AIM OF THE TASK – Copy the items below word for word, starting at the line with "Each instance of the front wheel" and ending with the line with "[[315, 249]]", both of those lines included.

Pointing dataset items –
____

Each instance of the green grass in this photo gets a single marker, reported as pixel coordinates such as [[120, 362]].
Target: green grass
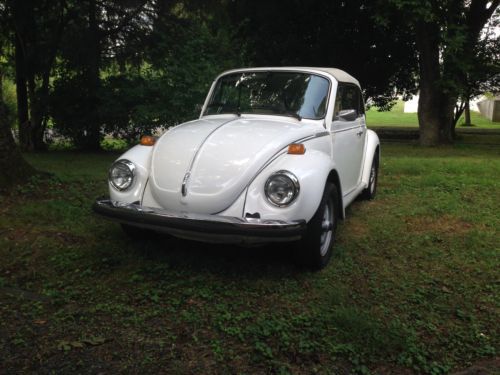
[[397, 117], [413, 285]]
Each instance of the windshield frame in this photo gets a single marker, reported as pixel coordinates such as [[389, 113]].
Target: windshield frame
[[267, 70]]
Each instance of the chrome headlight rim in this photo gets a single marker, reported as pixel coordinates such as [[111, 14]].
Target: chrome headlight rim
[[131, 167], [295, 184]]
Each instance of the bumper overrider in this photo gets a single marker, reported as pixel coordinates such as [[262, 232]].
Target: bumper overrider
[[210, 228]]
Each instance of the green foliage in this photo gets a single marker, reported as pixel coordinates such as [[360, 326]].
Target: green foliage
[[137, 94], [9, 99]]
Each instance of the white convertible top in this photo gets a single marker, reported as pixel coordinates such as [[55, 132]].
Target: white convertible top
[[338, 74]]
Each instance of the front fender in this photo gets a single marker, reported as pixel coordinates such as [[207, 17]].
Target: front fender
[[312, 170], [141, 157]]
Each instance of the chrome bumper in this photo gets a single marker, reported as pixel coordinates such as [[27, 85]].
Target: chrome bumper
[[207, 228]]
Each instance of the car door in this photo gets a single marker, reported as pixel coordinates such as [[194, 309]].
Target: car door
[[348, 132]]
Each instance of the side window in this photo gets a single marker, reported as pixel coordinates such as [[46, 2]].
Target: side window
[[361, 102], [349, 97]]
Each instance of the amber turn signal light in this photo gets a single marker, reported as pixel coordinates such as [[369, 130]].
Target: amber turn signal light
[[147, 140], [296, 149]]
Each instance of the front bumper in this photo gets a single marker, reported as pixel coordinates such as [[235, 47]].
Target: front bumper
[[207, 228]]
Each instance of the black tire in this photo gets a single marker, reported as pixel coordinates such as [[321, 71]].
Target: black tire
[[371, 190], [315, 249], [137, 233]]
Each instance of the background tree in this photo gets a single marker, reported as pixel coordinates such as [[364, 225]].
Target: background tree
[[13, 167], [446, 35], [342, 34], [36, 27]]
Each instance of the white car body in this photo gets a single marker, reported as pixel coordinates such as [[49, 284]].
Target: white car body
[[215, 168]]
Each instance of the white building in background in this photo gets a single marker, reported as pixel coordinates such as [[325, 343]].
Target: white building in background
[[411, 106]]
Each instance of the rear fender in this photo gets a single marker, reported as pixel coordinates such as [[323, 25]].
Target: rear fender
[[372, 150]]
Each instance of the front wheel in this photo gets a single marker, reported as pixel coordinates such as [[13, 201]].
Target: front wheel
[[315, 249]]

____

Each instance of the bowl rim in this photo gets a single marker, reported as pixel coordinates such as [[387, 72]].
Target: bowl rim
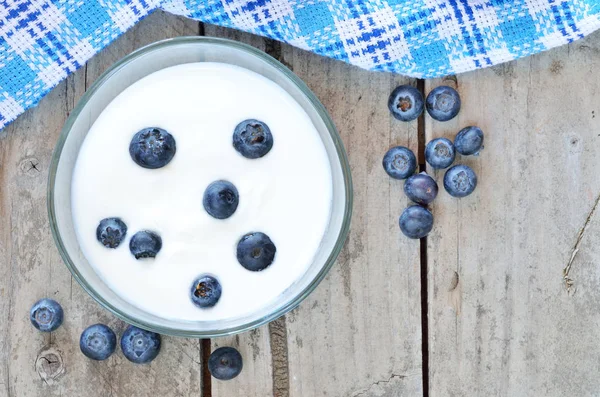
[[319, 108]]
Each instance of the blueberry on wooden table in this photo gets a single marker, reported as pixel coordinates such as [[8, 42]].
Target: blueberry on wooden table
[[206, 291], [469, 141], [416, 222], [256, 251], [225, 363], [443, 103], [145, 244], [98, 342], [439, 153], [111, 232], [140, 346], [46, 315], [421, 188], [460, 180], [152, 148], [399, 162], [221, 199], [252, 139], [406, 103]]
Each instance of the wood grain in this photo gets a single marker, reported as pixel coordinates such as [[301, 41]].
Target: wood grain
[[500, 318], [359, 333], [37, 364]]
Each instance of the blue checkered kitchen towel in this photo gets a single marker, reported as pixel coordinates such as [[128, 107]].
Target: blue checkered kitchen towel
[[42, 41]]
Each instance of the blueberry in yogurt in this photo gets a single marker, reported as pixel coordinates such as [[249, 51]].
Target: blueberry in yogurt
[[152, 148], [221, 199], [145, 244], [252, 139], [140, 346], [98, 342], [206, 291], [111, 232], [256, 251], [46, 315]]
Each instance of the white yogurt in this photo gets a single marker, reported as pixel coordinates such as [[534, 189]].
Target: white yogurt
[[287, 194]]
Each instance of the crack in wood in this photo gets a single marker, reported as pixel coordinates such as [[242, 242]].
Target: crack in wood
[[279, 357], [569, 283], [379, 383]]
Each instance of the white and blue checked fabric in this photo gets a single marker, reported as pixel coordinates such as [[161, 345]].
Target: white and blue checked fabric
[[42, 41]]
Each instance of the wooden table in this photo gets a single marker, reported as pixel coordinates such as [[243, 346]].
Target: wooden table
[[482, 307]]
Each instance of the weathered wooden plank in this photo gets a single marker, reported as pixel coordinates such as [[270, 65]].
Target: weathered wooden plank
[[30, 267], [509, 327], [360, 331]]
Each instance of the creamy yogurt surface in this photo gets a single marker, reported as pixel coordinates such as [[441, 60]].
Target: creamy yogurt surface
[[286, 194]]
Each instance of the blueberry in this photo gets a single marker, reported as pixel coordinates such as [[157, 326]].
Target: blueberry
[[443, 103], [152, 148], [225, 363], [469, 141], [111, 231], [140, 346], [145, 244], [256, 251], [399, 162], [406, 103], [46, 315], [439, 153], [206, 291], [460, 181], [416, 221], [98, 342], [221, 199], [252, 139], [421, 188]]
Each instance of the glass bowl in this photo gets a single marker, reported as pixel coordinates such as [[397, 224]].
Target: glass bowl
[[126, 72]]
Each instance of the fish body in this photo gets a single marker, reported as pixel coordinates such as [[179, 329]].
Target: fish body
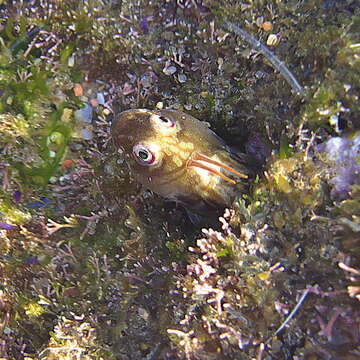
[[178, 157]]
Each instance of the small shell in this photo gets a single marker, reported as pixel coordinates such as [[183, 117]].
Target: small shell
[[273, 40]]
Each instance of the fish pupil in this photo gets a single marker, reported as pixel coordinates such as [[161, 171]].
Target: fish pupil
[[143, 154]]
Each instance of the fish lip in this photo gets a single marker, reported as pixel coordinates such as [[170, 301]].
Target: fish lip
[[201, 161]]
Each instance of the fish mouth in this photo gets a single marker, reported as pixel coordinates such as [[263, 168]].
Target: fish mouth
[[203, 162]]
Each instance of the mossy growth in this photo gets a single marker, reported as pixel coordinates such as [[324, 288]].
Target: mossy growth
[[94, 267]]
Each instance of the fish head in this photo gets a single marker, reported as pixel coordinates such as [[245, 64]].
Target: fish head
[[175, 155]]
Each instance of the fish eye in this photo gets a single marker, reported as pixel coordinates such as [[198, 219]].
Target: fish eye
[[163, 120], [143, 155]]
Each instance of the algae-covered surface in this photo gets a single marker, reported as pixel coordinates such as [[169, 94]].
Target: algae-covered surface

____

SOLUTION –
Each instance of the front wheel in this photo gets a single marker, reported as pixel coordinates such as [[13, 201]].
Target: front wheel
[[315, 249]]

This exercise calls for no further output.